**WORK TO BE COMPLETED**. Rewrite the listing below from the line that contains "The component shall indicate each instance of the paper" through its last line, keeping the requests in place and adding 106 to every coordinate value in the answers.

**DATA SHOWN**.
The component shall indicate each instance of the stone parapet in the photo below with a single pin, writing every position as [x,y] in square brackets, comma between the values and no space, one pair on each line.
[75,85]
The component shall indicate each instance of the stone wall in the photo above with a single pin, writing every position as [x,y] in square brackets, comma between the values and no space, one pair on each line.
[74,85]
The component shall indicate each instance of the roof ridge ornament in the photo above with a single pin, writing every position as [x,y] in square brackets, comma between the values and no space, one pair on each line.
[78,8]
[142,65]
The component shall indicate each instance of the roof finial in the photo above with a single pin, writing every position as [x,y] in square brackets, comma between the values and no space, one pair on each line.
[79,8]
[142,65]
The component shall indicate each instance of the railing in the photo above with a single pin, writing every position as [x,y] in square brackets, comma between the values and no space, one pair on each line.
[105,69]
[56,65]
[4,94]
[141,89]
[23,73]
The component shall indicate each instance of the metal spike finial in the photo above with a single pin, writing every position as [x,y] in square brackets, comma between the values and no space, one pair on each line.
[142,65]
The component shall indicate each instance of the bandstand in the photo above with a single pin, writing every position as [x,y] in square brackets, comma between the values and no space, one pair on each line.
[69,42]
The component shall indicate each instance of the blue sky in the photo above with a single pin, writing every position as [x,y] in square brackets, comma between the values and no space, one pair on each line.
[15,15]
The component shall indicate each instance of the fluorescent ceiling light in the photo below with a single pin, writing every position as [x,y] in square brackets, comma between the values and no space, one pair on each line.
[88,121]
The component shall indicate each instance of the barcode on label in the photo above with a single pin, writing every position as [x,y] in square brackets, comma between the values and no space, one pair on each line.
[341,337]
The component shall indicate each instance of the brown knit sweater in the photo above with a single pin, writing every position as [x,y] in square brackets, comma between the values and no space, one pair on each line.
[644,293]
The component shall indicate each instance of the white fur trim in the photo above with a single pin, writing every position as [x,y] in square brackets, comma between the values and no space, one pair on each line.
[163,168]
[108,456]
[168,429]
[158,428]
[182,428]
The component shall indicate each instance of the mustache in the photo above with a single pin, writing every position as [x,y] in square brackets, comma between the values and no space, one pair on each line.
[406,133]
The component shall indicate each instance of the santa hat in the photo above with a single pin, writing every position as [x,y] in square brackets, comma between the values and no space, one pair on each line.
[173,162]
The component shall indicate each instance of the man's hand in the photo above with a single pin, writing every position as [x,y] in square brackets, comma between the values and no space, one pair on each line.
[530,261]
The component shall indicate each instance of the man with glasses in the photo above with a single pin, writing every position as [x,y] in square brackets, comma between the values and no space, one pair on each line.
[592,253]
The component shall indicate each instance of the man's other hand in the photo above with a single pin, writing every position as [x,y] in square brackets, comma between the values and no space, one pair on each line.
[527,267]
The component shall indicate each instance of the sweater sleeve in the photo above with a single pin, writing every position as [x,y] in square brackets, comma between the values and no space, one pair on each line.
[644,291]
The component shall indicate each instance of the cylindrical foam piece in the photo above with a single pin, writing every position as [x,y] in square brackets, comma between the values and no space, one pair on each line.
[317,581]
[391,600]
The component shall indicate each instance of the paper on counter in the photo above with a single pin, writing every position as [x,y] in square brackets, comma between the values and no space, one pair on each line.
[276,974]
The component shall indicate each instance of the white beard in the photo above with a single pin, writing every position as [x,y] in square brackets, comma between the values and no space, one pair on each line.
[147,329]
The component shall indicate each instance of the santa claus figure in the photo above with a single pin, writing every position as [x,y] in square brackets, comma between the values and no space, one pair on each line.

**EXERCISE ANSWER**.
The component shall indicate each instance of the paper on counter in the photo above with a single pin, writing every position as [x,y] in square brackets, comma between the values and no space, one pair on each line.
[382,1080]
The component shall indicate each instance of the white beard in the photo above with a single pin, writing every position as [x,y] in square brackets, comma between the values and no space, one pair on each line.
[253,435]
The component shall indicate each instance of the santa claus figure in the photo above with a single pin, writing every position as [x,y] in square brackets, comma between the values and no space, one pair on each line.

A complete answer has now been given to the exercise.